[Input material]
+ + +

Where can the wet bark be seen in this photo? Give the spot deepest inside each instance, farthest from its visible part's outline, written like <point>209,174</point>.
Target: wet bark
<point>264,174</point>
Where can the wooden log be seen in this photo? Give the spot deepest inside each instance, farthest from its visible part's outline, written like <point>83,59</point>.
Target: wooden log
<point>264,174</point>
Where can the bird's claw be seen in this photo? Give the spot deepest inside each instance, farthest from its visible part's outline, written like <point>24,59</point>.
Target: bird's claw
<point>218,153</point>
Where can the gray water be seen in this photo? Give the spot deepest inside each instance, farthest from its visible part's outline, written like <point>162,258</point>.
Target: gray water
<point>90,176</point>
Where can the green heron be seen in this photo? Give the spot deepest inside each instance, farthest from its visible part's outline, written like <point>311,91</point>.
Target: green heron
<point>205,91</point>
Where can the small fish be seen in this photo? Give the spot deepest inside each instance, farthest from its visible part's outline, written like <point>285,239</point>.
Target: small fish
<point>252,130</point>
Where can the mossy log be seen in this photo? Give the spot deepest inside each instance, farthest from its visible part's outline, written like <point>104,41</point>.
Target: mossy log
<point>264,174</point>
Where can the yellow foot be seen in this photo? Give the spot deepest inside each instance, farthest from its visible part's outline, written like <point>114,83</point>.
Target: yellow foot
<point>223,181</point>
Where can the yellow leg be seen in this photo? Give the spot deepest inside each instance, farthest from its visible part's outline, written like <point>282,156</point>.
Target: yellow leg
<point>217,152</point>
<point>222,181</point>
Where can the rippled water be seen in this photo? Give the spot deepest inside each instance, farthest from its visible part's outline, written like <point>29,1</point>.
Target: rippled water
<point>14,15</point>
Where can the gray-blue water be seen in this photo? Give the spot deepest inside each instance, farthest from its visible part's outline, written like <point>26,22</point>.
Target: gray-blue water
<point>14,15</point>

+ + +

[What is needed]
The answer should be all the entries, restated with no word changed.

[Task output]
Where can the wet bark be seen in this photo? Give the spot deepest inside each instance, farthest from its visible part's outline, written like <point>209,174</point>.
Target: wet bark
<point>264,174</point>
Where can the wooden log be seen in this photo? Give the spot deepest inside each instance, farthest from its visible part's outline, written like <point>83,59</point>.
Target: wooden log
<point>264,174</point>
Where can the bird's claw be seen in this photo? Give the spot deepest inside each instance, farthest from its visible part's outline, written like <point>24,59</point>.
Target: bird's claw
<point>218,153</point>
Where can the gray water be seen in this photo? Give the spot deepest inside each instance, farthest from its visible part's outline, written like <point>162,258</point>.
Target: gray water
<point>90,176</point>
Where can the green heron be seen in this photo? Give the spot deepest inside each instance, farthest from its visible part's outline, written like <point>311,91</point>.
Target: green heron
<point>205,91</point>
Where can the small fish be seen in this photo? Give the spot deepest inside each instance, farthest from its visible part's outline, written like <point>285,239</point>.
Target: small fish
<point>252,130</point>
Where can the mossy log be seen in this photo? Give the spot deepest inside each instance, farthest from its visible part's outline, written like <point>104,41</point>.
Target: mossy log
<point>264,174</point>
Where can the yellow foot be seen in this photo? Give the spot deepest inside each instance, farthest from its visible part's outline, written like <point>114,83</point>.
Target: yellow foot
<point>223,181</point>
Where can the yellow leg be seen in this photo? Give the spot deepest inside each instance, farthest from its visible part's outline, written like <point>282,156</point>.
Target: yellow leg
<point>217,152</point>
<point>222,181</point>
Where can the rippled water be seen in this photo? Give the spot deepest inside each instance, farthest from its visible part's outline, written like <point>29,1</point>.
Target: rippled water
<point>14,15</point>
Where can the gray-blue water be seen in this photo? Give the spot deepest inside each instance, farthest from its visible part's outline, written like <point>26,22</point>.
Target: gray-blue water
<point>14,15</point>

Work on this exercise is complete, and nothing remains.